**GIVEN TASK 1**
Copy the records verbatim, starting at the line that contains "TARGET = sky" and running through the final line of the records, with both ends included.

**TEXT**
[START]
I didn’t realize these events were the very last in our lives until days, months, or even years later. In other words, not until the moments were long gone.

The dates are not recorded in a baby book. There were no ceremonies or celebrations, just fleeting moments that make up a childhood, fading and then gone.

RELATED: Lord, Please Don’t Let Me Forget

When my children were younger, bath and bedtime were events Stephen King couldn’t do justice to. The blood-curling screams and fights seemed to last forever and were just two more obligations in a long day separating me from a glass of wine.

My children are two years apart, so I must have helped with baths more than a thousand times over the years, but now, I can’t clearly remember a single one. Certainly not the last.

Photographs remind me of soap-scrubbed, chubby-faced smiles, and towel-wrapped hugs. When I look at those pictures it is almost as if it is then again, and I am there. But at the time, my mind, I’m certain, was often elsewhere.
[END]
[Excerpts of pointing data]
[START]
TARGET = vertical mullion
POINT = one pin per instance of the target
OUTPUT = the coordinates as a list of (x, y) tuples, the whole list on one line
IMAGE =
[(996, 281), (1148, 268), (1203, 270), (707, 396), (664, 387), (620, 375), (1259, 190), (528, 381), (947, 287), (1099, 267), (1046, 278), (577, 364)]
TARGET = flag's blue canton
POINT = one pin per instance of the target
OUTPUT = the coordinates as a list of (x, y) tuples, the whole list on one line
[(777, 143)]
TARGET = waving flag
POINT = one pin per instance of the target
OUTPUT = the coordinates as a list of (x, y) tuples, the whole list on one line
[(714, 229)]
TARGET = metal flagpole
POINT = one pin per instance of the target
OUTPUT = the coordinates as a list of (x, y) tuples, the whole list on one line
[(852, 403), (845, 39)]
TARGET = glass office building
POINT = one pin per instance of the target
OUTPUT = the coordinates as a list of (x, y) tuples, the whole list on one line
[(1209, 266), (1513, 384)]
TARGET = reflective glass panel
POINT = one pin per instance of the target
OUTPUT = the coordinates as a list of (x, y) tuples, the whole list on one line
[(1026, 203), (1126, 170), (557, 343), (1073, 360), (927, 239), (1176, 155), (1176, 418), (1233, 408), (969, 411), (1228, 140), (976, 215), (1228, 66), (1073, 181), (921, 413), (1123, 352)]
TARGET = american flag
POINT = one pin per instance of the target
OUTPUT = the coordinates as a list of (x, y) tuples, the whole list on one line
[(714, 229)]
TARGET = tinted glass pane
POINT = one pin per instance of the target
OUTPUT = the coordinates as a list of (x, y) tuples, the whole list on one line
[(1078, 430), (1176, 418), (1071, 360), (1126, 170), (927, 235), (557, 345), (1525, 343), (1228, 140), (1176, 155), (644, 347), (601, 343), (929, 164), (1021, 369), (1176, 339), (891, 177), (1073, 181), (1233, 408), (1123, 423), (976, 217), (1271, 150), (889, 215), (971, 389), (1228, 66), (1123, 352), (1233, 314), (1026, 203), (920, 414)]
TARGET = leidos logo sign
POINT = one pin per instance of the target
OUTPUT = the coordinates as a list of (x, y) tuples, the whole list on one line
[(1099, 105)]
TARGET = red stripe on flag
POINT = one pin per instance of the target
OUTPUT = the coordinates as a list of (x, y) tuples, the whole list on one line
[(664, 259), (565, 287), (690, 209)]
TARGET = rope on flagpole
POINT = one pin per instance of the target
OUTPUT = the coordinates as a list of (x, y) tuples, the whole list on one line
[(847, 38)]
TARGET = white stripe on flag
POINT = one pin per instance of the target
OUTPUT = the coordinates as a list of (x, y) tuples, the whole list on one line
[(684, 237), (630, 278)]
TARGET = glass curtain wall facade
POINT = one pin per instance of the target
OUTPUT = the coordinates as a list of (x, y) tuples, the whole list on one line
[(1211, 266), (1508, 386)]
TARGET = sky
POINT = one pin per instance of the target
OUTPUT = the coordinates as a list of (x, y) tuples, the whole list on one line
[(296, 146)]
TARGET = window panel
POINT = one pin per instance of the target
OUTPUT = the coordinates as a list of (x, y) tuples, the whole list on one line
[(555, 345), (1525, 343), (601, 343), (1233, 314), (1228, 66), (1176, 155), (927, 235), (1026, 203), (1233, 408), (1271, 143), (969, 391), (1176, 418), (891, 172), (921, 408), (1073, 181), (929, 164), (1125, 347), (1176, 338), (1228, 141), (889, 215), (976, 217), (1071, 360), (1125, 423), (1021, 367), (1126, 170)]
[END]
**GIVEN TASK 2**
Write the next part of the essay on a childhood's unrecorded last moments, picking up directly after its final sentence.

**WRITTEN RESPONSE 1**
TARGET = sky
POINT = one pin per instance of the target
OUTPUT = the coordinates as a list of (x, y) tuples, the whole list on one line
[(296, 146)]
TARGET = window panel
POINT = one pin per instance of the target
OUTPUT = the coordinates as a list of (x, y) tuples, the whole list on one line
[(555, 345), (1525, 343), (601, 343), (1233, 314), (1228, 66), (1176, 155), (927, 235), (1026, 203), (1233, 408), (1271, 143), (969, 391), (1176, 418), (891, 172), (921, 408), (1073, 181), (929, 164), (1125, 347), (1176, 338), (1228, 141), (889, 215), (976, 217), (1071, 360), (1125, 423), (1021, 367), (1126, 170)]

**WRITTEN RESPONSE 2**
My daughter, who is now 13, would rather go most places we used to go together with friends: Starbucks, the movies, the mall.

If I could have raised her in reverse, from teenager to infant, I would have treasured each time she ran down the stairs excited to see me after work. 

RELATED: I Never Knew Raising Teenagers Would Be So Lonely

My son is 11, and I’m trying to identify the lasts before they’re gone. Is this the last time he’ll want to dress up for Halloween? Is today the last day he’ll want my help with homework?

Maybe.

I don’t know for certain.

That’s just the thing about the lasts.

So, today I will try to remember every detail while sitting at the dining room table with him and his books, instead of just rushing to move on and get it done.

The time our children live in our homes is so short and our time to do everything together, even shorter.

It took 13 years for me to realize we raise our children to let them go.

It’s breathtaking to witness them growing up with passions, lives, and interests all their own.

RELATED: Your First Are My Lasts So Grow Gently, My Love

I would never hold them back. And yet, somehow, the leaving is just as hard as the loving.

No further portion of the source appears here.